RECORDS PROVIDED:

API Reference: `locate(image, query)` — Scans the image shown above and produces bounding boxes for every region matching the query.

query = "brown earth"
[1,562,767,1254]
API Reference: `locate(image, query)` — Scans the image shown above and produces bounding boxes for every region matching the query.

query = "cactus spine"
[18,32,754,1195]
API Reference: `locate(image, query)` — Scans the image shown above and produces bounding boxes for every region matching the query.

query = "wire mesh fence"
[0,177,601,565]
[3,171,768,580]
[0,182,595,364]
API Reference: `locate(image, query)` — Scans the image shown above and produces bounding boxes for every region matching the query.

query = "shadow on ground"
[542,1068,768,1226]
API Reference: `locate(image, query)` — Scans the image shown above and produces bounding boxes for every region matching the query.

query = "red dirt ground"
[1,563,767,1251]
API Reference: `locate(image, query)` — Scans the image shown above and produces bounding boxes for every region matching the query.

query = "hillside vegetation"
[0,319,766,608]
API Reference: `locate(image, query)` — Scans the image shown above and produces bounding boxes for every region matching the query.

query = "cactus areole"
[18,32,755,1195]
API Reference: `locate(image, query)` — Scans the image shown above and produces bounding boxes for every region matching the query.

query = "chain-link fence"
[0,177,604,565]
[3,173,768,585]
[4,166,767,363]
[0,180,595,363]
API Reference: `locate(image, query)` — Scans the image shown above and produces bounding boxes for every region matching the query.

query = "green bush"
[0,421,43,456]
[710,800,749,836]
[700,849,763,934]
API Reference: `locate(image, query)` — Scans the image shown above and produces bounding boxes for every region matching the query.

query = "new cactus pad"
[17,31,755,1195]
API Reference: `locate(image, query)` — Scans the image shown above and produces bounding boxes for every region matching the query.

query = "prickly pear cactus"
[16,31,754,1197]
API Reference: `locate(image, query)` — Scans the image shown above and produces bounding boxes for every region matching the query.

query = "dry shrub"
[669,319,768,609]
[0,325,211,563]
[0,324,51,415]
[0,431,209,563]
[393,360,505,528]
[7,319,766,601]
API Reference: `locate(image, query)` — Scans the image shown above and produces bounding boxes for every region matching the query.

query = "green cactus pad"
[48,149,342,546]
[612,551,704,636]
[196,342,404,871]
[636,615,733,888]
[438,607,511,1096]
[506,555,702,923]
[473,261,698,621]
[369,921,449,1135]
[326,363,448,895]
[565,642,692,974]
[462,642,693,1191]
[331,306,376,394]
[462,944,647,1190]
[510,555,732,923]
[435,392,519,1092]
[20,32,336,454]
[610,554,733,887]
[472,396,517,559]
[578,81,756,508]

ACTIVITY:
Your answer should be an exact transcription of the data above.

PROBLEM SOLUTION:
API Reference: `locate(image, query)` — Scans the image shown above and produces bounding boxes for every region matching the query.

query = "brown earth"
[1,562,767,1254]
API Reference: `locate(image, query)` — Scans the image shown above and produces bounding boxes for every region matching the query.

query = "cactus spine"
[18,32,754,1195]
API Reference: `locate(image, query)` — Scans the image shown above and produces bounding boxes for every region matching the query.

query = "wire mesh fence"
[0,177,601,565]
[3,171,768,580]
[0,182,595,364]
API Reference: `locate(image, query)` — Scans the image shown above and produces bounding boxes for every region matching the query.

query = "shadow on ground"
[542,1068,768,1226]
API Reference: `locate(image, query)` — Scans the image shown above and produces bounding boxes for every region matching the query.

query = "red dirt ground"
[1,563,767,1251]
API Reference: `locate(image, query)` — Scans the image shown above and produces bounding boxes for every region matching the query.

query = "hillside vegetation"
[0,319,766,608]
API Reference: `locate(image, query)` — Scans the image shown above and produces bounding boxes for every region matching the query.

query = "cactus areole"
[18,32,755,1195]
API Reference: `locate(image, query)` — Scans the image shown above and produces bounding boxes for every region matching the query.

query = "chain-link fence"
[0,177,604,565]
[3,173,768,585]
[4,166,767,363]
[0,180,595,363]
API Reference: `locate(image, query)` — Scans the image shown above and produces bounding boxes for every region matching the query.

query = "green bush"
[0,421,43,456]
[710,800,749,836]
[700,849,763,934]
API Reference: `locate(image, query)` — Scans the image shown above and produces bounding boxes for every region matching the query.

query = "new cactus pad"
[17,31,755,1195]
API Reference: `locate(image, query)` — Scans the image shown above and produces bounding boxes for every region matching the query.

query = "prickly pear cactus"
[16,31,754,1197]
API Reference: `locate(image, query)` — Scans the image shown above and produces bounding boxes for every region matching the query.

query = "dry shrub"
[669,319,768,609]
[0,325,211,563]
[0,324,51,415]
[0,431,209,563]
[393,360,505,528]
[7,319,766,601]
API Reference: `locate(image, query)` — Scans the image shown above and produces bounding boxes for every region matching the query.

query = "green cactus pad"
[48,149,342,546]
[612,551,704,636]
[196,342,404,871]
[636,615,733,888]
[438,607,511,1096]
[506,555,702,923]
[473,261,698,621]
[369,921,449,1135]
[326,363,448,895]
[565,642,692,974]
[462,642,693,1191]
[331,306,376,394]
[462,944,647,1190]
[510,555,732,923]
[435,392,519,1092]
[20,32,336,454]
[610,554,733,887]
[472,396,517,559]
[578,81,756,508]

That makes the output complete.